Wilderness Committee concerned federal ban on bee-killing pesticides will take too long
Today the Pest Management Regulatory Agency (PMRA) announced a plan to phase out the outdoor use of two toxic neonicotinoid pesticides clothianidin and thiamethoxam over the next five years. This decision comes from concerns about their impacts to aquatic invertebrates.
The ban will also help bee populations that are greatly affected by neonics which weaken their immune system and impair their navigation abilities. The Wilderness Committee is happy that the government of Canada is moving to ban these bee-killing pesticides but remains very concerned that five years will be too long of a wait and bee populations will continue to plummet as a result.
“It’s a risky gamble to wait five years,” said Charlotte Dawe, conservation and policy campaigner for the Wilderness Committee. “Several species of wild bees like the gypsy cuckoo and rusty patch bumblebees are in grave danger of disappearing from Canada and we fear that in five years there may not be populations of these bees left to recover. We need the government to move faster on banning these deadly neonics before the damage becomes irreversible.”

Dataset items
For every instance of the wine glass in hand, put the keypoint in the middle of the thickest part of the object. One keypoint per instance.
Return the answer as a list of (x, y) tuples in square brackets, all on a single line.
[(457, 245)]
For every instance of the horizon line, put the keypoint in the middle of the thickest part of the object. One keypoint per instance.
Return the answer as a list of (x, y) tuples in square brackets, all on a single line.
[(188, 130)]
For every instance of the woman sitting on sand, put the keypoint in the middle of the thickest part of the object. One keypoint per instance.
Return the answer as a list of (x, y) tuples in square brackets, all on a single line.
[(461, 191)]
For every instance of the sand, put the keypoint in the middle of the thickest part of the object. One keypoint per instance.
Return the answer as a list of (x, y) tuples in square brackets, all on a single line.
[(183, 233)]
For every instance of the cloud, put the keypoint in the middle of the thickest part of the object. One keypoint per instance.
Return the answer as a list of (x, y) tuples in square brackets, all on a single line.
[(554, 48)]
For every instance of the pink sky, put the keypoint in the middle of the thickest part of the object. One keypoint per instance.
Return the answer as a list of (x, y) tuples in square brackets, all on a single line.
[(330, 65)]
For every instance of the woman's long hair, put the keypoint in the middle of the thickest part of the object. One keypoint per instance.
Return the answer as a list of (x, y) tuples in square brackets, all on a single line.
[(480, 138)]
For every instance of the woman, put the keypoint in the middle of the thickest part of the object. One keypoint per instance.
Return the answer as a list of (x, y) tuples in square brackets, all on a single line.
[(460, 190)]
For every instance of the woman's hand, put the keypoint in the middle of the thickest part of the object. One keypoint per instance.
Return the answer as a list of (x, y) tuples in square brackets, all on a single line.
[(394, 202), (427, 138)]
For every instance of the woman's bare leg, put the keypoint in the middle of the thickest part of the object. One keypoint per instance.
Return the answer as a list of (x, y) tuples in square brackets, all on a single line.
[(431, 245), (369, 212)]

*WHAT YOU WILL DO*:
1 – Condense the paragraph of the article on the neonicotinoid ban that begins "The ban will also help bee populations" into a short bulleted list that keeps its main facts.
2 – In the article on the neonicotinoid ban, which two pesticides does the PMRA plan to phase out for outdoor use?
3 – Carry on the article on the neonicotinoid ban, starting after its final paragraph.
These entries have no connection to the article on the neonicotinoid ban.

*ANSWERS TO THE TASKS*:
1 –
- The ban will also benefit bee populations.
- Neonics weaken bees' immune systems and impair their navigation.
- The Wilderness Committee welcomes Canada's move to ban these pesticides.
- It worries that five years is too long a wait and that bee populations will keep plummeting in the meantime.

2 – Clothianidin and thiamethoxam.

3 –
The Wilderness Committee has been pushing the federal government to ban neonic pesticides since 2013. The announcement today came after a public consultation process in which over 800 Wilderness Committee supporters wrote in support of a full ban on these harmful pesticides.
The Wilderness Committee along with allies, represented by Ecojustice, are going to court in November to make the case that the federal government unlawfully regulates the use of harmful pesticides by allowing the use of them before they are known to be safe or not.